- [What the exercise asks]
Output the line containing "Could you kindly annotate the stone wall" and all subsequent lines of the listing below, copied exactly, with no other lines.

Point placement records
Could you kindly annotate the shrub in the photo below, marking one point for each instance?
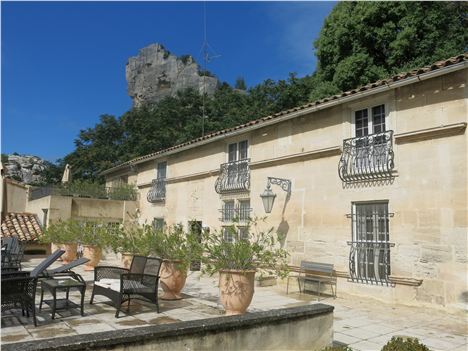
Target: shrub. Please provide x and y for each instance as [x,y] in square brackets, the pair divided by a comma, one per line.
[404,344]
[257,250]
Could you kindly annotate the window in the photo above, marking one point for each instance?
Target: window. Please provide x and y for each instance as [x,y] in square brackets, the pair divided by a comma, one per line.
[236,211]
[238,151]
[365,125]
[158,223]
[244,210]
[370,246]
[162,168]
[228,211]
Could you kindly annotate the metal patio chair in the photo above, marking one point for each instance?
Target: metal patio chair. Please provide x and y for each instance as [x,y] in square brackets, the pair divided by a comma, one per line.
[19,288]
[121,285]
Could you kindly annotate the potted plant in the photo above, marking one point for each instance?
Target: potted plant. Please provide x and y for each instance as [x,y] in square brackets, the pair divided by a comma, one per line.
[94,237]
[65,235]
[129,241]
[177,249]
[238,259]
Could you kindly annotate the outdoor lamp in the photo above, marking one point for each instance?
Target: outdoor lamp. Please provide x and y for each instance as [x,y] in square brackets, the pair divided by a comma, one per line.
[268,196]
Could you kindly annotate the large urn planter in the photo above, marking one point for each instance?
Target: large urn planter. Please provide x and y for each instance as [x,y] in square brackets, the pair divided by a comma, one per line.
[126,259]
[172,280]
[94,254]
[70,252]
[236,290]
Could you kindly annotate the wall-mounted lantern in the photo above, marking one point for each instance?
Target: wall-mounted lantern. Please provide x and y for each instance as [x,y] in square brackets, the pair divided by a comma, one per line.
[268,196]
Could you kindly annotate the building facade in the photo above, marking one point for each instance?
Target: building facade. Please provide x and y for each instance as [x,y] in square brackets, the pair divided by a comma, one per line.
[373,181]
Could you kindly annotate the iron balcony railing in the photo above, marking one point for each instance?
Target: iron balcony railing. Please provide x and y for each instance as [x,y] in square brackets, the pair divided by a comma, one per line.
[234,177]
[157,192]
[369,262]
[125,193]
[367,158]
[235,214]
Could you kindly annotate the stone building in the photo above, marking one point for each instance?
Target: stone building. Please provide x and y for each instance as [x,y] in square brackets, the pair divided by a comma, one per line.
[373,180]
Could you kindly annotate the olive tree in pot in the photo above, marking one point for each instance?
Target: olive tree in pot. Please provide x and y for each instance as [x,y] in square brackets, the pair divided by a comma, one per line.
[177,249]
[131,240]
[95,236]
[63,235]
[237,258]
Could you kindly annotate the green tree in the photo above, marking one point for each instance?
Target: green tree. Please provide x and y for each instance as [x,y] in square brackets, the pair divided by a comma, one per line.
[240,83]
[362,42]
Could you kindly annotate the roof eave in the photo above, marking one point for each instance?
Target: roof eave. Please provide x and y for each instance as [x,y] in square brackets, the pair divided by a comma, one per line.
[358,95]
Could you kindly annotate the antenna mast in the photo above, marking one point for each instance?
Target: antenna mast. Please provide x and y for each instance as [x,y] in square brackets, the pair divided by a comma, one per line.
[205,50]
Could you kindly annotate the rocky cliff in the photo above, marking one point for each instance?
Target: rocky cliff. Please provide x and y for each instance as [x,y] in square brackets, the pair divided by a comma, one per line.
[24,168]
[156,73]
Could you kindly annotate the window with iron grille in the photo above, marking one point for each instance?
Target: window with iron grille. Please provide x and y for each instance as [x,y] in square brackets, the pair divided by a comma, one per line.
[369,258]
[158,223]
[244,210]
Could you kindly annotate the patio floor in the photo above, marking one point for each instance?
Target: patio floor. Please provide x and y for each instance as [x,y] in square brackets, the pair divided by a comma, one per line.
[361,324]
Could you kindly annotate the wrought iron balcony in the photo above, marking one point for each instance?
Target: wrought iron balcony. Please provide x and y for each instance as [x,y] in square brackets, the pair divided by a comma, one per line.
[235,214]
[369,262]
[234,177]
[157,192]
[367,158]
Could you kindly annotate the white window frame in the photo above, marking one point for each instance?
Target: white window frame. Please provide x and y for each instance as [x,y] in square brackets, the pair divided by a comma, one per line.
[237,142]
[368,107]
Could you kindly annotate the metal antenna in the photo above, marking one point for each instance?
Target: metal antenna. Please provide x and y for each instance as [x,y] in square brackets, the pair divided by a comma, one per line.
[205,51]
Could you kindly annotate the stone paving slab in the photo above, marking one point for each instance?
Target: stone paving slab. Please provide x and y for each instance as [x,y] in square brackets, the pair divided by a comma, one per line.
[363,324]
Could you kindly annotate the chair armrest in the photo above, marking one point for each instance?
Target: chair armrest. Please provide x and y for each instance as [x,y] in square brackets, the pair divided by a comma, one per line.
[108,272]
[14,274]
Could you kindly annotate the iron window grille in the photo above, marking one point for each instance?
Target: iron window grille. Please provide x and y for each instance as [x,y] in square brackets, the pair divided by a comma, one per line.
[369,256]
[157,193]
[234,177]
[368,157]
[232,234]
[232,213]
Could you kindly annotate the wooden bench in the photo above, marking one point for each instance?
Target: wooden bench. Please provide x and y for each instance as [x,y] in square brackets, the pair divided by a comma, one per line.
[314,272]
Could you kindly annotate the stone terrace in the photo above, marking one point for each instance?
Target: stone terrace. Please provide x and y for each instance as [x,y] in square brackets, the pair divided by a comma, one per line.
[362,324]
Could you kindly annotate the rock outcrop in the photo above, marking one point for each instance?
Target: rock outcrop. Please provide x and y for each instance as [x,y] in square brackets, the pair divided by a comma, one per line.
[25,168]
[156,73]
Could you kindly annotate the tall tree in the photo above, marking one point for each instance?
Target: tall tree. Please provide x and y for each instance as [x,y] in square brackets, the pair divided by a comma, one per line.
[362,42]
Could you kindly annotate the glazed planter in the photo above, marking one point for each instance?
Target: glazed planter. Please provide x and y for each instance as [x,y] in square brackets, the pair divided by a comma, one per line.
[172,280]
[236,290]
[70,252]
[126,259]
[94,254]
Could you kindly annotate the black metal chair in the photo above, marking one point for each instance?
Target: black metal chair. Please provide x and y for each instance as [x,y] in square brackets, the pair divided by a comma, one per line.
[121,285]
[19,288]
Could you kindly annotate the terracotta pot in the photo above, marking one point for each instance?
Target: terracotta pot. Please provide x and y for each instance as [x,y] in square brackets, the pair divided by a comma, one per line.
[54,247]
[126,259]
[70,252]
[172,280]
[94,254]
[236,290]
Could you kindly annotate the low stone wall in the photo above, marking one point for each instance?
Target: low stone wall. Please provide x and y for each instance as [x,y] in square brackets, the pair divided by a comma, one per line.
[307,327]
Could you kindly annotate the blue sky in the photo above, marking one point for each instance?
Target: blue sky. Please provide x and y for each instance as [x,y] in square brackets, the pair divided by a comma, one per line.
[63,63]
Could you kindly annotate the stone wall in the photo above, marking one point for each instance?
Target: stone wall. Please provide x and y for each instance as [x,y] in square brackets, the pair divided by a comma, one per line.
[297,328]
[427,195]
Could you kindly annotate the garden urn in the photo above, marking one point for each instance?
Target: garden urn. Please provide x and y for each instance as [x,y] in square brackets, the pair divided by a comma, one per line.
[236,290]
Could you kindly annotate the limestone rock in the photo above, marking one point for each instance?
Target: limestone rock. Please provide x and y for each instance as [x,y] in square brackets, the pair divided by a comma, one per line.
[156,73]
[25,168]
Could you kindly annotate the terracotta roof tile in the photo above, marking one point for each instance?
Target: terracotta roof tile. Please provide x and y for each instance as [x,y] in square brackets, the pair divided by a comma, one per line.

- [Correct answer]
Could you kindly annotate the stone wall in the photo above, marking one point for each instance?
Target: stone wall. Please provide x and y for each instance as [x,y] in square brackets, the pair divided by a comma, one per line.
[297,328]
[427,195]
Could you kindly annotate the garden urn in the photo above, marking one point for each instance?
Target: garden urn. Please provide x and y for each instance as [x,y] in square brackets, the pair divided by a comma, one per line.
[236,290]
Could you kindly annotate the limestone rock in the photo above, marking one point for each instance?
Target: limestone rock. Please provide x and y for each instance as [x,y] in square brackets, the pair divided by a comma, one per line.
[156,73]
[25,168]
Could you kindly annotate the terracotta roof tile in the photo above, marking one point for each instance?
Target: terracotta roof tile. Please provide x and y for each instance as [x,y] in square brackets, the pair divided by a comma, one per line.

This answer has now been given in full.